#### WRITTEN EXERCISE
Rescale the stretch of entries from the line that contains "job: trace every instance of the excavator operator" through the end of the entries, both ends included: reproduce those lines, requests included, with every polygon coordinate in the answers multiplied by 1.75 and rounded to a whole number, halves rounded up. Omit the pictures from your answer.
* start DATA TO PROCESS *
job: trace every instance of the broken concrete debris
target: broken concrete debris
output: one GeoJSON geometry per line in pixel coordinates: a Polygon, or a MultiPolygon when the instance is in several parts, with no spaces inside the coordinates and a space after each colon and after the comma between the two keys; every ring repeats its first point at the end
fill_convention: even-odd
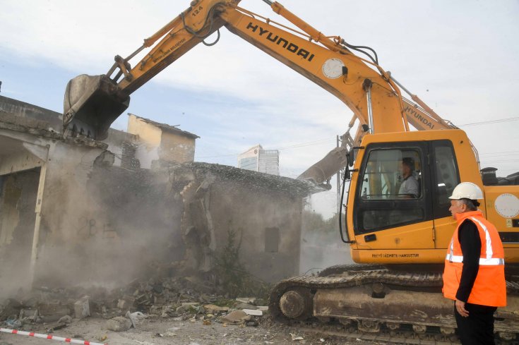
{"type": "Polygon", "coordinates": [[[127,331],[131,327],[131,320],[124,316],[116,316],[107,321],[107,329],[114,332],[127,331]]]}
{"type": "Polygon", "coordinates": [[[90,298],[88,296],[81,297],[74,303],[74,315],[76,319],[82,319],[90,316],[90,298]]]}
{"type": "Polygon", "coordinates": [[[10,298],[0,303],[0,322],[13,329],[42,326],[49,333],[90,315],[105,318],[105,328],[114,332],[137,328],[148,317],[244,327],[258,325],[259,317],[268,309],[255,305],[266,304],[265,299],[230,300],[206,288],[197,279],[186,277],[136,280],[112,291],[42,288],[20,300],[10,298]]]}

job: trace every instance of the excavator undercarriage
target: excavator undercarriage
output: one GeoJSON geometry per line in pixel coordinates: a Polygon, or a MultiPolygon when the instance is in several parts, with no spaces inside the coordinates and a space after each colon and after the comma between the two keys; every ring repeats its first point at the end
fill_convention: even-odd
{"type": "MultiPolygon", "coordinates": [[[[269,310],[277,321],[335,335],[360,332],[387,343],[455,341],[453,303],[441,294],[440,268],[414,272],[381,265],[333,266],[318,277],[278,283],[269,310]]],[[[508,305],[498,309],[494,327],[501,344],[519,344],[519,284],[517,277],[511,278],[508,305]]]]}

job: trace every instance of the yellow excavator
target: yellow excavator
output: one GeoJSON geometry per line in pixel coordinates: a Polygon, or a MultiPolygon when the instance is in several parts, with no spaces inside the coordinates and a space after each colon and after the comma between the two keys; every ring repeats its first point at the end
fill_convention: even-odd
{"type": "Polygon", "coordinates": [[[491,169],[480,171],[477,152],[465,132],[398,83],[372,49],[327,36],[280,4],[263,1],[294,28],[239,7],[239,0],[193,0],[135,52],[117,56],[107,74],[71,80],[64,99],[66,134],[105,138],[131,93],[196,45],[211,44],[205,40],[215,32],[220,38],[225,26],[354,113],[342,146],[299,178],[323,183],[345,169],[342,195],[350,181],[340,236],[354,261],[364,265],[335,266],[318,277],[280,282],[270,296],[273,315],[356,327],[377,333],[381,341],[392,334],[387,342],[395,332],[451,337],[453,304],[441,293],[441,268],[455,226],[448,197],[460,182],[470,181],[484,191],[482,210],[496,226],[505,250],[508,306],[496,313],[495,330],[503,341],[519,341],[519,174],[498,180],[491,169]],[[132,59],[145,49],[132,67],[132,59]],[[403,169],[406,178],[414,180],[412,192],[402,188],[403,169]]]}

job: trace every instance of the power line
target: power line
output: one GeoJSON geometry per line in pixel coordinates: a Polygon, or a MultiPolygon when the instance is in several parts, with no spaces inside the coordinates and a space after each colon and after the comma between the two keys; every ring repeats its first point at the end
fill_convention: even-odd
{"type": "MultiPolygon", "coordinates": [[[[330,139],[330,138],[324,139],[324,138],[323,138],[323,139],[318,139],[318,140],[314,140],[314,141],[306,141],[305,143],[300,143],[299,144],[294,144],[294,145],[290,145],[290,146],[285,146],[285,147],[278,147],[278,148],[275,148],[275,149],[269,149],[269,150],[278,150],[279,151],[281,151],[281,150],[292,150],[292,149],[296,149],[296,148],[299,148],[299,147],[306,147],[306,146],[312,146],[312,145],[315,145],[326,144],[326,143],[332,143],[332,142],[335,142],[335,138],[333,138],[333,139],[330,139]]],[[[219,158],[219,157],[233,157],[233,156],[239,156],[239,155],[241,155],[242,153],[243,152],[232,153],[232,154],[228,154],[228,155],[219,155],[217,156],[201,156],[201,157],[197,157],[197,158],[198,158],[198,159],[201,159],[201,158],[219,158]]]]}
{"type": "Polygon", "coordinates": [[[519,155],[519,151],[501,151],[501,152],[485,152],[485,153],[480,153],[480,156],[487,156],[487,155],[498,155],[498,156],[508,156],[508,155],[503,155],[503,154],[511,154],[510,155],[519,155]]]}
{"type": "Polygon", "coordinates": [[[508,117],[507,119],[498,119],[496,120],[489,120],[481,122],[472,122],[470,123],[464,123],[463,125],[457,125],[458,127],[467,127],[469,126],[488,125],[490,123],[501,123],[502,122],[511,122],[519,120],[519,116],[508,117]]]}

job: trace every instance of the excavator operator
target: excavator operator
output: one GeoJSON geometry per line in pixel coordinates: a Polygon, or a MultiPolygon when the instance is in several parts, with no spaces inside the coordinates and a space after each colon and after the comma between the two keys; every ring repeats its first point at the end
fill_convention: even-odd
{"type": "Polygon", "coordinates": [[[400,163],[402,184],[398,190],[398,195],[403,198],[418,198],[418,181],[413,176],[414,162],[412,158],[404,157],[400,163]]]}

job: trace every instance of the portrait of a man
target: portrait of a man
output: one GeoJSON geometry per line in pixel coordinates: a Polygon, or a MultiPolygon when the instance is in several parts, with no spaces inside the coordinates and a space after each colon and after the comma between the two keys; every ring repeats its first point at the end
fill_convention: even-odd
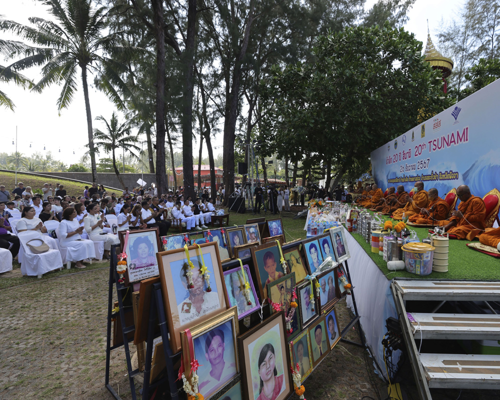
* end DATA TO PROCESS *
#### REPLY TO THE TASK
job: trace every instance of the excavator operator
target: excavator operator
output: one GeoJSON geometry per line in pixel coordinates: a Polygon, or a MultiPolygon when the instance is in several parts, with no spaces inside the coordinates and a space after each colon and after the comma between the two keys; every ring repeats its first point at the end
fill_convention: even-odd
{"type": "Polygon", "coordinates": [[[700,285],[704,322],[697,333],[697,341],[705,347],[732,347],[732,317],[723,308],[725,284],[721,277],[707,275],[700,285]]]}

job: trace every instance of the portrait of a man
target: portrait of a man
output: one GeoJSON geometry per line in pixel coordinates: a Polygon, or a MultiPolygon when the instance is in several parts, with no spaces inside the coordinates and a space after each colon and after the comma between the two keys; every ring repeats its first point at the end
fill_convention: even-odd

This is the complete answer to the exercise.